* Exercise set:
1. Reproduce the passage of the ACID interview page from "Isolation failed first, Consistency" to "wipes the first.".
2. According to the ACID interview page, why is the checkout failure a lost update and not a dirty read? Answer in one to three sentences.
3. Name every ACID property that the ACID interview page mentions by name.

* Source document:
ACID — SDE-2 Interview Questions#

Scenario-based questions testing trade-off reasoning around ACID properties in real systems. Expected at SDE-2 level — not just definitions, but understanding when and why guarantees break, and what to do about it.

You're designing a payment system. A user initiates a transfer — debit Alice, credit Bob. Halfway through, the app server crashes. When it restarts, how does the database ensure Alice's money isn't lost permanently?

Answer

On restart, the database reads the WAL and looks for transactions with no COMMIT marker:

WAL on restart:
  → "deduct $100 from Alice"  ← logged
  → no COMMIT marker          ← transaction never finished
  → rollback: restore Alice to original balance ✓

This is Atomicity in action. The WAL recorded what was done before the crash. On restart, the DB uses that record to undo the partial work — as if the transaction never started.

The COMMIT marker is the dividing line:

No COMMIT in WAL → atomicity kicks in → undo (rollback)
COMMIT in WAL    → durability kicks in → redo (recovery)

Same WAL, opposite direction depending on whether the transaction completed.

Interview framing

"On restart the DB scans the WAL for incomplete transactions — those with no COMMIT marker. It uses the WAL entries to reverse the partial changes. If it finds a COMMIT marker, it replays the transaction instead. Same WAL, opposite direction — that's the difference between atomicity and durability."

You're building an e-commerce checkout. Two users add the last item in stock to their cart simultaneously and both hit "place order" at the same time. Both see "Order confirmed". How did this happen and which ACID property failed?

Answer

Isolation failed first, Consistency failed as a result.

The specific isolation failure is a lost update:

T1: read stock = 1
T2: read stock = 1
T1: write stock = 1 - 1 = 0  ← T1's update
T2: write stock = 1 - 1 = 0  ← T2 overwrites T1, T1's update is LOST

T2 read the value before T1 wrote it, then overwrote T1's result. T1's decrement is silently gone. Both transactions thought stock was available — both committed successfully.

Why it's a lost update, not a dirty read

T2 didn't read T1's uncommitted data — it read the original committed value. But it based its write on a stale read, and its write overwrote T1's result. That's a lost update: two transactions read the same value, both compute a new value from it, the second write silently wipes the first.

Consistency then fails as a consequence:

Both orders committed → stock = -1
→ database now in invalid state (negative stock violates constraint)

The fix:

Pessimistic locking  → SELECT FOR UPDATE locks the row
                       T2 waits for T1 to finish before reading

Optimistic locking   → store a version number on the row
                       T2 checks version before writing — if changed, retry

Interview framing

"Isolation failed — specifically a lost update. Both transactions read stock=1 simultaneously, both decided to proceed, T2's write overwrote T1's. Consistency then broke as a consequence — stock went to -1. Fix with pessimistic locking (SELECT FOR UPDATE) or optimistic locking with version numbers."

A junior engineer says "we can turn off fsync to make writes 3x faster — we have replication anyway, so if this server dies we just failover to the replica." Is he right?

Answer

Wrong — replication does not save you when fsync is off.

The key insight most people miss: the WAL write itself goes through the OS buffer. With fsync=off, nothing is guaranteed to be on physical disk — not the data, not the WAL.

* Material shown:

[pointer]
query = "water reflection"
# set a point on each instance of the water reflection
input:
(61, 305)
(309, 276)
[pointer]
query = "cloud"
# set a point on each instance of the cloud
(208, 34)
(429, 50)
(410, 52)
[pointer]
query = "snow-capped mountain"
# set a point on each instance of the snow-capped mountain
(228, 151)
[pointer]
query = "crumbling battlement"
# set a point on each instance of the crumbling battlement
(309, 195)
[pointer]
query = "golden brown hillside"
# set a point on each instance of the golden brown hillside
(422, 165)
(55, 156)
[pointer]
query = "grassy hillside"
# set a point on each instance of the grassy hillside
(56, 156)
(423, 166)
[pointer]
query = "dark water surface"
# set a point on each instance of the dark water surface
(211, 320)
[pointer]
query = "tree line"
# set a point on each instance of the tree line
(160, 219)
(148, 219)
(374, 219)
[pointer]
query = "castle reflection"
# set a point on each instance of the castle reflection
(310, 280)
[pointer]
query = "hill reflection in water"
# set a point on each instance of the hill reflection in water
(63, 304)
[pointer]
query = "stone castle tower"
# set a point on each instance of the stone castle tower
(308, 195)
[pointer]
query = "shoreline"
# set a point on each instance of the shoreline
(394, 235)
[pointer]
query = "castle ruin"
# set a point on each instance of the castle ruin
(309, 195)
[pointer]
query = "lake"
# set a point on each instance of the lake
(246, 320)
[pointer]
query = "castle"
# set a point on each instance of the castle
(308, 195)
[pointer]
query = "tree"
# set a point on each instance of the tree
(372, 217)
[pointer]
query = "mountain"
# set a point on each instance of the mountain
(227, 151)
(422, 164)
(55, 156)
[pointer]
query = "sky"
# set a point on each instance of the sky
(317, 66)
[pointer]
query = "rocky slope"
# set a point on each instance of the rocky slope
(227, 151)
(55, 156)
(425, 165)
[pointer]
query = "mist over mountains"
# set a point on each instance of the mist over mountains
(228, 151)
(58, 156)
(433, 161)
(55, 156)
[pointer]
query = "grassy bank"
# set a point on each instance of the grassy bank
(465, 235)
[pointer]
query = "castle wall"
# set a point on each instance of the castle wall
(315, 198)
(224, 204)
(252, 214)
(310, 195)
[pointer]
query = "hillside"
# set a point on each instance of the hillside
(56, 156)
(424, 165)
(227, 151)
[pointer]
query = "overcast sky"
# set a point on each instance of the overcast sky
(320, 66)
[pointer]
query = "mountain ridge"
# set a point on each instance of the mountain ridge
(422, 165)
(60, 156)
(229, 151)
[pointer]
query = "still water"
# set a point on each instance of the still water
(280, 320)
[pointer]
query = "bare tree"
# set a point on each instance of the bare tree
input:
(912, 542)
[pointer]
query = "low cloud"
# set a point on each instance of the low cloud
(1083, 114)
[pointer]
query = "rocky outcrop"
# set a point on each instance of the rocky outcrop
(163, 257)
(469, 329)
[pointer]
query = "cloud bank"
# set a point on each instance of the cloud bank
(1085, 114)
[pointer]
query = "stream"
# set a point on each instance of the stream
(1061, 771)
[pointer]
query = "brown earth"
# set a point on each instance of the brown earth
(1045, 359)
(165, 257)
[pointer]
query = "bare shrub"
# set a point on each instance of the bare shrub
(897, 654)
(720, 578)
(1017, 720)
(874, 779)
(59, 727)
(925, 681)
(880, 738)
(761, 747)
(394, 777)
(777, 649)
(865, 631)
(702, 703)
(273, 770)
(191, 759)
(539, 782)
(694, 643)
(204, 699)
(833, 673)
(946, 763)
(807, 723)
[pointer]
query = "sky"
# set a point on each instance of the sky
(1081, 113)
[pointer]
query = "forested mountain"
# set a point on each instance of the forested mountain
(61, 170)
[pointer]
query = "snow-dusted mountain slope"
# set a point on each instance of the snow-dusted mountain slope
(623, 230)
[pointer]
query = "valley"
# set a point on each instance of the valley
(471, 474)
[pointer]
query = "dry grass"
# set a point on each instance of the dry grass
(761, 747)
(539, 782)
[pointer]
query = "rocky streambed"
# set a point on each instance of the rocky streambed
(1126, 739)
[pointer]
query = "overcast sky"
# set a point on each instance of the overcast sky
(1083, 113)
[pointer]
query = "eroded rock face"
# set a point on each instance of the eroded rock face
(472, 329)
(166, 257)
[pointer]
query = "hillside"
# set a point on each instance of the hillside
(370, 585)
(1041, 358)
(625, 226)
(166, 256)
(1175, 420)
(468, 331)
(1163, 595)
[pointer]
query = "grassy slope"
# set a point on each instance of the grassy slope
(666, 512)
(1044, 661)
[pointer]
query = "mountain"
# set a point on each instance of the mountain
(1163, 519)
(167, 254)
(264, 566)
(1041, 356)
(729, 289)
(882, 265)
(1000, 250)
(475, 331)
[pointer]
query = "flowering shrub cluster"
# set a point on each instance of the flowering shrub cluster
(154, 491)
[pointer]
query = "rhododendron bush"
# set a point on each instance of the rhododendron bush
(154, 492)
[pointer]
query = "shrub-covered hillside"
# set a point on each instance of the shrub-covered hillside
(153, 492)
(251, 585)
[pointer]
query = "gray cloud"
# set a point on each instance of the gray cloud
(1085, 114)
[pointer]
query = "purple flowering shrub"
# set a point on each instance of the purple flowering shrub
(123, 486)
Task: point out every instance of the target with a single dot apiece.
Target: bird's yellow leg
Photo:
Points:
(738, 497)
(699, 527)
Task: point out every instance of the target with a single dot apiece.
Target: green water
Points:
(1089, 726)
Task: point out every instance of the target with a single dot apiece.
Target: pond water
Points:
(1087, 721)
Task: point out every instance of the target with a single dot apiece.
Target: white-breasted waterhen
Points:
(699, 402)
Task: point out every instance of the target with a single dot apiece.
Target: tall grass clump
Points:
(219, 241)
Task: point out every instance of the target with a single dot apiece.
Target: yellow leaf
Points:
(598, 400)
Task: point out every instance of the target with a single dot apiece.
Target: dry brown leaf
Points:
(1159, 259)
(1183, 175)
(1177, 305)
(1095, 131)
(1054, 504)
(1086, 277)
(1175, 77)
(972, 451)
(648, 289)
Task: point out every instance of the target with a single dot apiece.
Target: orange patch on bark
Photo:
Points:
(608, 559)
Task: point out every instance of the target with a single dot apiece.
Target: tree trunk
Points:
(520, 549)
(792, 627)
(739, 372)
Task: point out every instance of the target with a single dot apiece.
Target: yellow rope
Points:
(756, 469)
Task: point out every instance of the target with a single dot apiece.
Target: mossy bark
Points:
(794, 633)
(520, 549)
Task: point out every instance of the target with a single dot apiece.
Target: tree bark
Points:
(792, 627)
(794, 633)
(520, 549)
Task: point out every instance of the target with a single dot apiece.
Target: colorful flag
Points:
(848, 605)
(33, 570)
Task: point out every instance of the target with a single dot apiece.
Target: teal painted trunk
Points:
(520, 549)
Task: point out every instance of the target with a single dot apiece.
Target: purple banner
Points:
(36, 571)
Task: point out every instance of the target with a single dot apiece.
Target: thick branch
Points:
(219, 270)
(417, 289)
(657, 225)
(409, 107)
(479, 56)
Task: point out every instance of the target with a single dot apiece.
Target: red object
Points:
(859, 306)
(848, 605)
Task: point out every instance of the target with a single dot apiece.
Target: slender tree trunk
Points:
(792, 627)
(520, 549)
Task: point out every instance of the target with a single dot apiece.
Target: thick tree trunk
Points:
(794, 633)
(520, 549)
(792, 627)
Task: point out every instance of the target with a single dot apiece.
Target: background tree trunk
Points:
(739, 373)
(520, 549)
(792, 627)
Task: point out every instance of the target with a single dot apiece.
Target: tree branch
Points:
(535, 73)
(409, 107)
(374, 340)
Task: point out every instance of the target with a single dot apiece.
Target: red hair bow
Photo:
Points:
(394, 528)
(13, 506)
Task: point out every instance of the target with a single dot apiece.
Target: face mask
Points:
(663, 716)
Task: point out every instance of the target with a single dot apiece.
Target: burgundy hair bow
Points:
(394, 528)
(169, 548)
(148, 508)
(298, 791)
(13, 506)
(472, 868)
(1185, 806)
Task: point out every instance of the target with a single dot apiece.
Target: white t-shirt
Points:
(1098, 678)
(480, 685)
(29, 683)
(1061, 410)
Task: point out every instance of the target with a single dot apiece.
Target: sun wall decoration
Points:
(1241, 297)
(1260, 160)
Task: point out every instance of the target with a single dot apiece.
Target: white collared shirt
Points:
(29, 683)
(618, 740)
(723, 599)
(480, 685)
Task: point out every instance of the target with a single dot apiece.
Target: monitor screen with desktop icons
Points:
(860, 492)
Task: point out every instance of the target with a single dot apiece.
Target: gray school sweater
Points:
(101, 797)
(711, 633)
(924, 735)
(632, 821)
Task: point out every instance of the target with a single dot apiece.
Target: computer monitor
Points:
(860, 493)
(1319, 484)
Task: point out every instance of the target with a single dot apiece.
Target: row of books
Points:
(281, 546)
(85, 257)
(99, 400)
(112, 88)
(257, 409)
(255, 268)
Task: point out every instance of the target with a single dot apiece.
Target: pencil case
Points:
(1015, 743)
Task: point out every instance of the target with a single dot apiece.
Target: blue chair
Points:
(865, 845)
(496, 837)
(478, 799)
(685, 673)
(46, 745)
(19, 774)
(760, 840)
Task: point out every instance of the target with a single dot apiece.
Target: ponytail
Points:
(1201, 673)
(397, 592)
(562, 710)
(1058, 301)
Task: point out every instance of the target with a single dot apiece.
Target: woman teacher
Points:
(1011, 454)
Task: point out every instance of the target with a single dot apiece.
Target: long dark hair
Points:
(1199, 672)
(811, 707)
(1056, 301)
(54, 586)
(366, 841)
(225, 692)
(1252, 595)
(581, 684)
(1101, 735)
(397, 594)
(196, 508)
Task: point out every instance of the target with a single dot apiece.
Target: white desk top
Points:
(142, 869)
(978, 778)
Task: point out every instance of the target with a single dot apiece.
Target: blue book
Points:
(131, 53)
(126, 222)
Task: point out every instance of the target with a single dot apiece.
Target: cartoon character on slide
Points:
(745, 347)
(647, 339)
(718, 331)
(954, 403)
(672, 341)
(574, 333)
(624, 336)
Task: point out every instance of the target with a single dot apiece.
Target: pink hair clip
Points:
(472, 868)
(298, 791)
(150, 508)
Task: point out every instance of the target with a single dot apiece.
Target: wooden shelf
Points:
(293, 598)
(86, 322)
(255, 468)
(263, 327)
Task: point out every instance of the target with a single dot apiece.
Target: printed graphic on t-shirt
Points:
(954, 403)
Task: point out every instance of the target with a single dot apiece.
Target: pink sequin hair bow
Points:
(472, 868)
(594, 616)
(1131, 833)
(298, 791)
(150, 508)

* Full answers:
1.
Isolation failed first, Consistency failed as a result.

The specific isolation failure is a lost update:

T1: read stock = 1
T2: read stock = 1
T1: write stock = 1 - 1 = 0  ← T1's update
T2: write stock = 1 - 1 = 0  ← T2 overwrites T1, T1's update is LOST

T2 read the value before T1 wrote it, then overwrote T1's result. T1's decrement is silently gone. Both transactions thought stock was available — both committed successfully.

Why it's a lost update, not a dirty read

T2 didn't read T1's uncommitted data — it read the original committed value. But it based its write on a stale read, and its write overwrote T1's result. That's a lost update: two transactions read the same value, both compute a new value from it, the second write silently wipes the first.

2. The second transaction did not read the first transaction's uncommitted data. It read the original committed value. It then based its write on that stale read, and that write silently overwrote the first transaction's result.

3.
Atomicity
Durability
Isolation
Consistency